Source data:
################
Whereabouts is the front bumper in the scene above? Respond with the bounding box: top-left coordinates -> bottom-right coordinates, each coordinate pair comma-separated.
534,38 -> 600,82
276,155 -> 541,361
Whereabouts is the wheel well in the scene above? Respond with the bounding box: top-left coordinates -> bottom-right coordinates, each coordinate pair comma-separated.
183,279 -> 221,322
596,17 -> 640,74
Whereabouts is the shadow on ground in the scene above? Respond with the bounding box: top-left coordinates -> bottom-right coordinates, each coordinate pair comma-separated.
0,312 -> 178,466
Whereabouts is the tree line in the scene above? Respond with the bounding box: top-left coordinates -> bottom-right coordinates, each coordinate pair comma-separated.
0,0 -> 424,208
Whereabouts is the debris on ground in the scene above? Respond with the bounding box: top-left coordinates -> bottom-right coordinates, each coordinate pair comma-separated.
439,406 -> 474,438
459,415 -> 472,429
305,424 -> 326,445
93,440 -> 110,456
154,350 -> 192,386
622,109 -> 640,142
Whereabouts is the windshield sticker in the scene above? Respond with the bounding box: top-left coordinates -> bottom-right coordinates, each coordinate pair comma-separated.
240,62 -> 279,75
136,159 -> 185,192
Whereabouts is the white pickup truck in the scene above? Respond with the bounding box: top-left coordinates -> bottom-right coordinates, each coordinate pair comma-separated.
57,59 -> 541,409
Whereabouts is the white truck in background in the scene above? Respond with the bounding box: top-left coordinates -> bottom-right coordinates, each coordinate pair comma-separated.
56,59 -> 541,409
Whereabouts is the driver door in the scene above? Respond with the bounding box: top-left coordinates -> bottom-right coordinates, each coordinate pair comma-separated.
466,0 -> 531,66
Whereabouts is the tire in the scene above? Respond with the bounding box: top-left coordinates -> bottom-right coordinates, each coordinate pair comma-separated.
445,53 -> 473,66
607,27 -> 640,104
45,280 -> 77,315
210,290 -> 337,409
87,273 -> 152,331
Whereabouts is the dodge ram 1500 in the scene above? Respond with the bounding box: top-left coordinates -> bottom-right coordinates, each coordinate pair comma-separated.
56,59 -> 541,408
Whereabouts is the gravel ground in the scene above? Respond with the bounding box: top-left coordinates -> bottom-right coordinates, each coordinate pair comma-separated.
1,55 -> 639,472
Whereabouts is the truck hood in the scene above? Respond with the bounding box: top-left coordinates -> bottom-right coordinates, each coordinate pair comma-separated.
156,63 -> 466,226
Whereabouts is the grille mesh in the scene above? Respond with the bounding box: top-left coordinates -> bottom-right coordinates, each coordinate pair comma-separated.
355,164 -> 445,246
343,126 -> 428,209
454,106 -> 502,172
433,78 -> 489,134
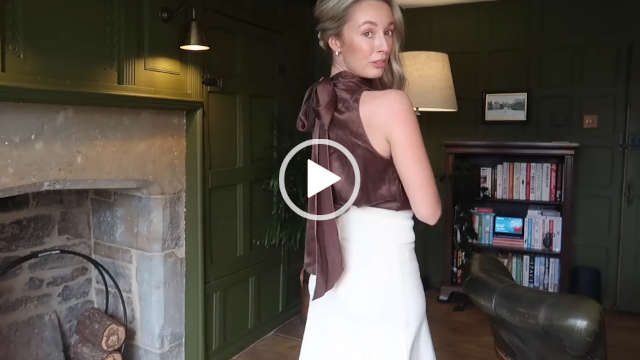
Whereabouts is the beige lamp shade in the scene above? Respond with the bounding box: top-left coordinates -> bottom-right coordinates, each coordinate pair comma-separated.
400,51 -> 458,112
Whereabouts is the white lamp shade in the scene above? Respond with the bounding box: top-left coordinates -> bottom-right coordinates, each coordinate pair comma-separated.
400,51 -> 458,112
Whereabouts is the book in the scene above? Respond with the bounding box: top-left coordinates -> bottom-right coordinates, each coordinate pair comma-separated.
548,216 -> 562,252
522,255 -> 530,287
550,163 -> 557,202
530,163 -> 537,200
480,167 -> 492,198
535,163 -> 544,201
556,163 -> 563,202
503,162 -> 509,200
528,256 -> 535,287
520,162 -> 527,200
493,236 -> 525,248
542,163 -> 551,201
516,163 -> 519,199
508,162 -> 514,199
496,164 -> 503,199
525,163 -> 531,200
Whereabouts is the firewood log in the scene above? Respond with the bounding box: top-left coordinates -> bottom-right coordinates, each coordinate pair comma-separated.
69,337 -> 122,360
75,307 -> 126,351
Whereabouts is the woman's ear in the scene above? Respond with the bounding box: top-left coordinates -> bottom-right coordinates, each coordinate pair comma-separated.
327,35 -> 342,54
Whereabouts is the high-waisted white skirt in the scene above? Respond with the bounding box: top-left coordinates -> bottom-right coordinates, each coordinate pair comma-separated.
298,205 -> 436,360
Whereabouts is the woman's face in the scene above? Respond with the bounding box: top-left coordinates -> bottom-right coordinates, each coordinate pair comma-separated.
330,0 -> 395,78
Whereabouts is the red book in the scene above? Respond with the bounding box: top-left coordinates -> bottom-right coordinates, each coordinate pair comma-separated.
475,207 -> 494,213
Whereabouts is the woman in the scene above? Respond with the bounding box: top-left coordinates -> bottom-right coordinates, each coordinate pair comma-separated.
296,0 -> 441,359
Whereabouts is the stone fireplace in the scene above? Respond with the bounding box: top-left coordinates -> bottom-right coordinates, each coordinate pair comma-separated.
0,102 -> 187,360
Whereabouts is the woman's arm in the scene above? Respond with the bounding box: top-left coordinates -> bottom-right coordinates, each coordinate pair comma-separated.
363,89 -> 442,225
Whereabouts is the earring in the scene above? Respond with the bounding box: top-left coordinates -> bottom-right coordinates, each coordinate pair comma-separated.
335,49 -> 341,56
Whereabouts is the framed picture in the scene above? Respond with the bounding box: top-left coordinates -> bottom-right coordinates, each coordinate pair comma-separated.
483,91 -> 528,123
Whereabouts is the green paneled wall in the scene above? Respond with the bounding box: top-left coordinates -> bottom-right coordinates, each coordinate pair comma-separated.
405,0 -> 639,309
0,1 -> 317,359
200,1 -> 315,359
0,0 -> 203,101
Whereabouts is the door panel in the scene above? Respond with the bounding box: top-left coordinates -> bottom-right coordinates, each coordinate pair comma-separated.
208,184 -> 242,277
223,279 -> 251,341
618,42 -> 640,312
201,9 -> 287,359
250,96 -> 276,163
208,93 -> 241,170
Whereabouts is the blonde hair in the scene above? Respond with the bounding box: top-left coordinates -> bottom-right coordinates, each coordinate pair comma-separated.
314,0 -> 406,90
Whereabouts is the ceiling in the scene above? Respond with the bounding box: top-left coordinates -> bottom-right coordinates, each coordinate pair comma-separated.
396,0 -> 496,8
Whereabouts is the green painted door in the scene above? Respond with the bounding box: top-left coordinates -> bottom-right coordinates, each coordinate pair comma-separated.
618,42 -> 640,313
201,11 -> 292,359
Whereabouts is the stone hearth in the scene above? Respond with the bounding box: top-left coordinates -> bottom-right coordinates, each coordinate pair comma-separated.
0,101 -> 187,360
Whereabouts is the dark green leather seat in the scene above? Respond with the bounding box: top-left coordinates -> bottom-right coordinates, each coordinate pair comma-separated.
462,253 -> 606,360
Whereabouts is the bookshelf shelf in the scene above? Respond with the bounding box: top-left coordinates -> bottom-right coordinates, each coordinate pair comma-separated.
468,243 -> 562,257
473,198 -> 563,206
442,141 -> 579,297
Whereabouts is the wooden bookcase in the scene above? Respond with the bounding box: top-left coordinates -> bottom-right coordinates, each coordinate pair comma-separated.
439,141 -> 579,301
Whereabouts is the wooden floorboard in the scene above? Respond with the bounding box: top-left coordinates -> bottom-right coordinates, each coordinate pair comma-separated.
232,291 -> 640,359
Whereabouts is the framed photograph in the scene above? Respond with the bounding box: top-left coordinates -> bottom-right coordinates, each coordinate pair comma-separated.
483,91 -> 528,123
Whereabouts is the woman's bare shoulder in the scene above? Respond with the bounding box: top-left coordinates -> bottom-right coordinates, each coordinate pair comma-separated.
361,89 -> 413,111
360,89 -> 416,128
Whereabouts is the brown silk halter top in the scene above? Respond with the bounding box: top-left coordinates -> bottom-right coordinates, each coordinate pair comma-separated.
296,70 -> 411,300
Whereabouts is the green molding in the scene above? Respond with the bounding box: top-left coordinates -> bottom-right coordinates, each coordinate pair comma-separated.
186,108 -> 206,360
207,257 -> 282,290
0,83 -> 201,110
117,0 -> 136,86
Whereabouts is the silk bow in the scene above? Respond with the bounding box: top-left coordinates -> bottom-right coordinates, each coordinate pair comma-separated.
296,77 -> 344,300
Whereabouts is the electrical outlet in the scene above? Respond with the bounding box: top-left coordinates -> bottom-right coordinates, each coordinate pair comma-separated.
583,114 -> 599,128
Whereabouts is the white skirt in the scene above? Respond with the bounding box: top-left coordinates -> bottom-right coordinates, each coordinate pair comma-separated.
299,205 -> 436,360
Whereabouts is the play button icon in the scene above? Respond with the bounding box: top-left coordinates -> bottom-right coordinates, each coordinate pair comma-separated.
307,159 -> 341,198
279,139 -> 360,221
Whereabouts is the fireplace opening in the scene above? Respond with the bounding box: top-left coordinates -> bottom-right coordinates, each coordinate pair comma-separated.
0,101 -> 188,360
1,245 -> 129,359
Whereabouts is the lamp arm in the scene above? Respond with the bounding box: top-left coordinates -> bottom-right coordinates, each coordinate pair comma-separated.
159,0 -> 190,23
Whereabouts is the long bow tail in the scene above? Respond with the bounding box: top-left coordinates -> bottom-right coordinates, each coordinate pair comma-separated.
296,78 -> 344,300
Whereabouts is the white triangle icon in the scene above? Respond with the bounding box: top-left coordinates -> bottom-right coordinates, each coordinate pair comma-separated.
307,159 -> 341,198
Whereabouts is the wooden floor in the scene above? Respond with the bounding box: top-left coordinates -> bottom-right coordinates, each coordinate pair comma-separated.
232,291 -> 640,360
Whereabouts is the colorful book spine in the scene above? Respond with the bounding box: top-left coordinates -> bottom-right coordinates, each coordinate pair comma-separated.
526,163 -> 531,200
530,164 -> 537,201
514,163 -> 521,200
528,256 -> 535,287
522,255 -> 530,287
503,162 -> 509,200
556,163 -> 563,202
550,216 -> 562,252
550,163 -> 557,202
542,163 -> 551,201
480,167 -> 492,198
496,164 -> 503,199
508,163 -> 514,200
520,162 -> 527,200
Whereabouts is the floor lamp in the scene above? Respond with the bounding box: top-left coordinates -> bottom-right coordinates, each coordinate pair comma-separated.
400,51 -> 458,114
400,51 -> 465,307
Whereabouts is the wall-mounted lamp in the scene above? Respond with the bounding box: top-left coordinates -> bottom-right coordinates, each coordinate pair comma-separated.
400,51 -> 457,114
160,3 -> 210,51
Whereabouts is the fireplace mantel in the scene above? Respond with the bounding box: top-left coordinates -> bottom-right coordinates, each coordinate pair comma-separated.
0,179 -> 151,199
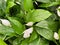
################
Retype exactly the lines from the line containing "Whereabouts is the fireplace mantel" through the end of the entries above, including both ends, and leave every picture out.

Whereabouts is the fireplace mantel in the scene above? Respond with the bounding box: top-left coordinates -> bottom-right coordinates, each coordinate pair comma-separated.
0,179 -> 151,199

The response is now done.